Task instructions
In the listing below, locate the line containing "Target: white wainscoting" and the line containing "Target: decorative wall molding". Output both of them and every line between, exactly as written, and nothing more.

Data
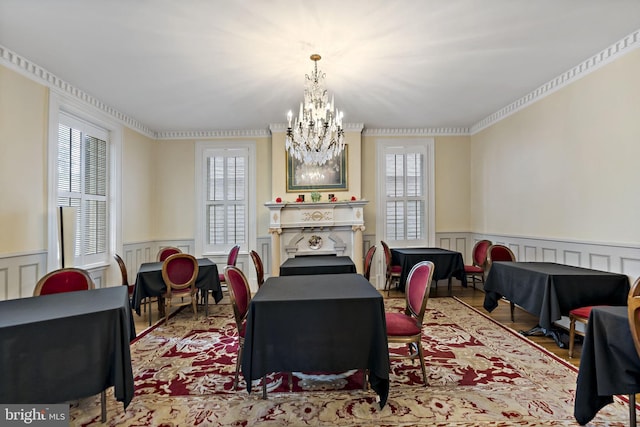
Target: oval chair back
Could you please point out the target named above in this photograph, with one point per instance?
(64, 280)
(179, 272)
(368, 260)
(123, 274)
(166, 252)
(406, 327)
(240, 296)
(232, 259)
(257, 263)
(417, 291)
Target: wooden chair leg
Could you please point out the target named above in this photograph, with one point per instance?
(572, 335)
(238, 360)
(422, 364)
(103, 404)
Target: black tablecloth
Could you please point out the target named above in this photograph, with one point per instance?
(321, 264)
(609, 363)
(326, 323)
(60, 347)
(447, 263)
(551, 290)
(149, 282)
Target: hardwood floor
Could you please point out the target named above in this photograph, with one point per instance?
(474, 297)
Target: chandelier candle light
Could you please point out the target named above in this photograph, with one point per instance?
(317, 135)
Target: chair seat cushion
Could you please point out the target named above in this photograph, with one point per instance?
(472, 269)
(581, 311)
(399, 324)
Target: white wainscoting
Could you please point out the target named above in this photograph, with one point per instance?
(20, 272)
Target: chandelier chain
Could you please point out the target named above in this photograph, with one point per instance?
(317, 135)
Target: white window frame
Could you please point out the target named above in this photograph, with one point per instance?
(425, 146)
(61, 103)
(204, 149)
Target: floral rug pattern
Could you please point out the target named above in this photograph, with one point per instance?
(480, 374)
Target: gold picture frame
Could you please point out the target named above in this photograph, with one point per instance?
(330, 176)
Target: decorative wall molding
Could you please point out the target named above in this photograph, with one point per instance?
(39, 74)
(205, 134)
(441, 131)
(348, 127)
(20, 272)
(48, 79)
(623, 46)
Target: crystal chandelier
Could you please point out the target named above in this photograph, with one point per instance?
(317, 135)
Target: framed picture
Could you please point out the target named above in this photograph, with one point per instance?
(330, 176)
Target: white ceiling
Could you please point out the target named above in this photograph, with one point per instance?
(202, 65)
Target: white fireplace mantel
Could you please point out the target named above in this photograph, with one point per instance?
(308, 228)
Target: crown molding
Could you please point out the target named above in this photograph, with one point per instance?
(444, 131)
(232, 133)
(616, 50)
(348, 127)
(50, 80)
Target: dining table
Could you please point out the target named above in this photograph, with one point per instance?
(317, 323)
(550, 290)
(609, 363)
(149, 283)
(65, 346)
(317, 264)
(447, 263)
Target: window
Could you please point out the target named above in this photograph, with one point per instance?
(82, 172)
(226, 206)
(405, 214)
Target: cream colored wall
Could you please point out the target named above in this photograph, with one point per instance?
(452, 188)
(139, 175)
(23, 163)
(565, 167)
(174, 189)
(452, 176)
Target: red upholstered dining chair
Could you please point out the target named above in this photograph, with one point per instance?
(232, 258)
(166, 252)
(475, 271)
(179, 272)
(64, 280)
(257, 263)
(368, 260)
(406, 328)
(124, 275)
(501, 253)
(240, 296)
(393, 271)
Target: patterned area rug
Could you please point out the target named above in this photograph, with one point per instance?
(480, 374)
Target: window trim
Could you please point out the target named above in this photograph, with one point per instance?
(62, 103)
(426, 146)
(202, 147)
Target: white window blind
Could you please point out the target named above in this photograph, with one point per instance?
(226, 204)
(82, 183)
(405, 195)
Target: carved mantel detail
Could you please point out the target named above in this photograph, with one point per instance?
(321, 228)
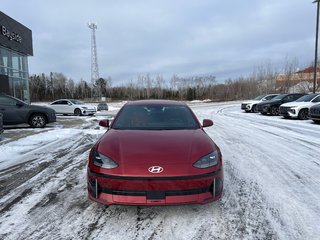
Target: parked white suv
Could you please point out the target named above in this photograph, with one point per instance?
(299, 108)
(250, 105)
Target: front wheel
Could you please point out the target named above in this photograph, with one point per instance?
(254, 108)
(303, 114)
(77, 112)
(275, 111)
(37, 121)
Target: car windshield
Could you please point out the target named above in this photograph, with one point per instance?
(307, 98)
(279, 97)
(155, 117)
(259, 97)
(77, 102)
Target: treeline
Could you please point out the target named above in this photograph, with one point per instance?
(55, 85)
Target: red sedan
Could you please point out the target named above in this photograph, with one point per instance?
(155, 152)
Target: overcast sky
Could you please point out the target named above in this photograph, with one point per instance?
(227, 39)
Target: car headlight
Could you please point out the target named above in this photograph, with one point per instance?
(103, 161)
(209, 160)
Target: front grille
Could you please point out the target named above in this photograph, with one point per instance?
(259, 108)
(243, 106)
(314, 110)
(156, 194)
(284, 110)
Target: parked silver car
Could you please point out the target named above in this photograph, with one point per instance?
(16, 111)
(1, 125)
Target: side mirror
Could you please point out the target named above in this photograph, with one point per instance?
(104, 123)
(19, 104)
(207, 123)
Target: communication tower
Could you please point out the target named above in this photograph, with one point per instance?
(94, 56)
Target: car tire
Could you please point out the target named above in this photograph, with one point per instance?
(275, 111)
(254, 109)
(38, 121)
(77, 112)
(303, 114)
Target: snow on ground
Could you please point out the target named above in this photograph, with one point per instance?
(272, 182)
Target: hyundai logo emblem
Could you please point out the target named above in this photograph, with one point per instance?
(155, 169)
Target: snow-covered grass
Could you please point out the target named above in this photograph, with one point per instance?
(272, 182)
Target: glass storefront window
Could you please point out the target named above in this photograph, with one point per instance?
(15, 66)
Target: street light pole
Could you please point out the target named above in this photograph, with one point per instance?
(316, 49)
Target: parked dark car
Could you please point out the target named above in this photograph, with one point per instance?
(16, 111)
(251, 105)
(102, 106)
(1, 125)
(272, 107)
(155, 152)
(315, 113)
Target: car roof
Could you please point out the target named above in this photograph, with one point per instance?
(155, 102)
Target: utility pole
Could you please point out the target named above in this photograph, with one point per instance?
(316, 49)
(94, 56)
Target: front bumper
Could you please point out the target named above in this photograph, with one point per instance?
(88, 111)
(51, 117)
(246, 106)
(288, 112)
(107, 189)
(264, 109)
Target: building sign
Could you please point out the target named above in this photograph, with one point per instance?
(15, 36)
(11, 35)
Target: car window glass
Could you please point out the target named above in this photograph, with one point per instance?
(155, 118)
(317, 99)
(7, 101)
(268, 97)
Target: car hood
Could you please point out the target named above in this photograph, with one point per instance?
(251, 101)
(137, 150)
(270, 102)
(297, 104)
(86, 106)
(40, 108)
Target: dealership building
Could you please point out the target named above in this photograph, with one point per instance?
(15, 47)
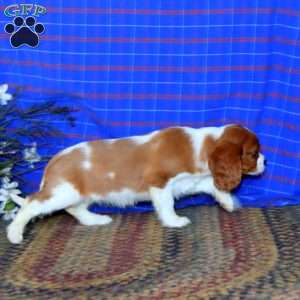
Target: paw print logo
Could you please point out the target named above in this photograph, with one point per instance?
(24, 32)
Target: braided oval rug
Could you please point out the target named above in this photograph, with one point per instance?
(249, 254)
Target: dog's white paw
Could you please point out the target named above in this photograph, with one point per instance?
(231, 203)
(14, 234)
(177, 222)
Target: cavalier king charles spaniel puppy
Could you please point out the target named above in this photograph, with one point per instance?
(160, 167)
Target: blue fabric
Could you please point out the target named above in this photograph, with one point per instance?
(134, 66)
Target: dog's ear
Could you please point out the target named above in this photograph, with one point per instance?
(226, 165)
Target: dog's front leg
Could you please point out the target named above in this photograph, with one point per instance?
(163, 202)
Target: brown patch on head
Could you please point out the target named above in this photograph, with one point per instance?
(236, 153)
(123, 164)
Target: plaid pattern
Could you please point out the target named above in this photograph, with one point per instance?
(132, 67)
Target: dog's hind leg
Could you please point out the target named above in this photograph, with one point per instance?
(85, 217)
(62, 196)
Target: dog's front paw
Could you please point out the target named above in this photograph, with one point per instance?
(231, 203)
(177, 222)
(14, 234)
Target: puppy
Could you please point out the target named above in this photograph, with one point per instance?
(161, 166)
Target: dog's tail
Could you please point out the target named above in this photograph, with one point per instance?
(18, 200)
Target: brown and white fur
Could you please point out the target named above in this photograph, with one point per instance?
(161, 166)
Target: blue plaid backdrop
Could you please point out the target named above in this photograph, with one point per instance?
(134, 66)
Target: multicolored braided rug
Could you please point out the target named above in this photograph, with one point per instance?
(250, 254)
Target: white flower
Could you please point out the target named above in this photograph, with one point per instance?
(4, 97)
(31, 155)
(5, 171)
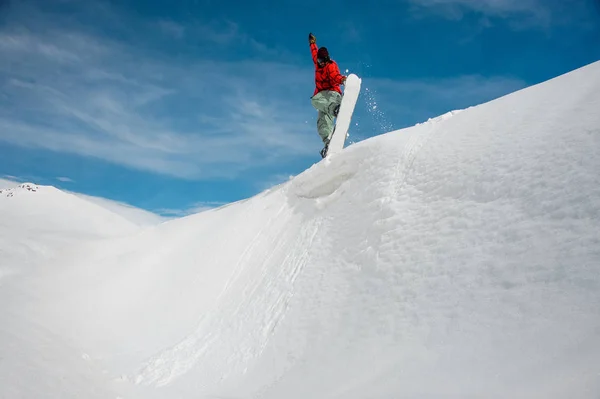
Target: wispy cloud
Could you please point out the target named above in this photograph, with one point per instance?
(68, 90)
(8, 182)
(135, 215)
(195, 208)
(521, 13)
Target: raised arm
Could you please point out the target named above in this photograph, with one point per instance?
(334, 74)
(312, 40)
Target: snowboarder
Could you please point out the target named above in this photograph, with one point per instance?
(327, 96)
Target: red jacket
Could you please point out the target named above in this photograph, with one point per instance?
(328, 77)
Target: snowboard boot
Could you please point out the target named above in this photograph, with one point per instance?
(336, 110)
(324, 150)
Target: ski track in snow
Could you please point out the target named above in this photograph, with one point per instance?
(457, 258)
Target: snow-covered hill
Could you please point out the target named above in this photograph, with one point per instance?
(457, 258)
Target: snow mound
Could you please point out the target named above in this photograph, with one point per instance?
(21, 188)
(457, 258)
(33, 208)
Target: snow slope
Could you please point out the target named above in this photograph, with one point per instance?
(457, 258)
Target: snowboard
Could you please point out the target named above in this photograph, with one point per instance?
(342, 122)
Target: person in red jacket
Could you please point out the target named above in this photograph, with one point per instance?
(327, 96)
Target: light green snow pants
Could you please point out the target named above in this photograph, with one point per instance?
(325, 102)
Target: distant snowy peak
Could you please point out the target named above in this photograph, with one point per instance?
(21, 188)
(31, 207)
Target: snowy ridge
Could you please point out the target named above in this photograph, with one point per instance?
(457, 258)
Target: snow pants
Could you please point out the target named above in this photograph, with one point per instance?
(325, 102)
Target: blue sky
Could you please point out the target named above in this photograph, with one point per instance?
(179, 106)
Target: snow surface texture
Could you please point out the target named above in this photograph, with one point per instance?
(342, 123)
(459, 258)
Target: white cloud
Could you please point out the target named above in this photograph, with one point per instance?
(70, 91)
(195, 208)
(523, 12)
(9, 182)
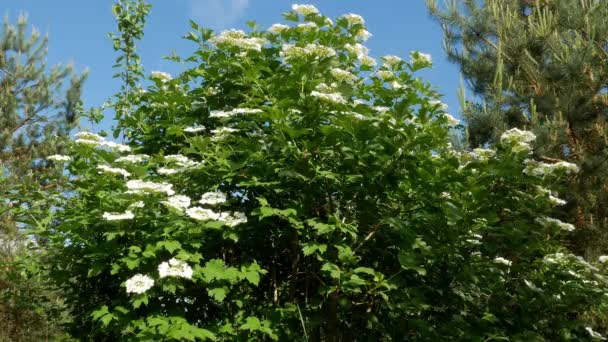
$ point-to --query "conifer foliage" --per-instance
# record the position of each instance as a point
(38, 107)
(541, 65)
(288, 186)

Your response
Target: white wainscoting
Could you please point out the target named above in this photograph, with one point per instance?
(20, 272)
Target: chandelier chain
Could you please point out the target named above in this photograph, with one point per instance?
(317, 135)
Target: white window frame
Could you please point out the target named above in this photograph, with one point per instance?
(425, 146)
(61, 103)
(204, 149)
Target: floral rug pattern
Could you please point out the target named above in this photograph, with one point per instance?
(480, 374)
Target: gold picture frame
Could you please point out the target named above in this photograph, with one point per instance?
(330, 176)
Target: decorative wall molding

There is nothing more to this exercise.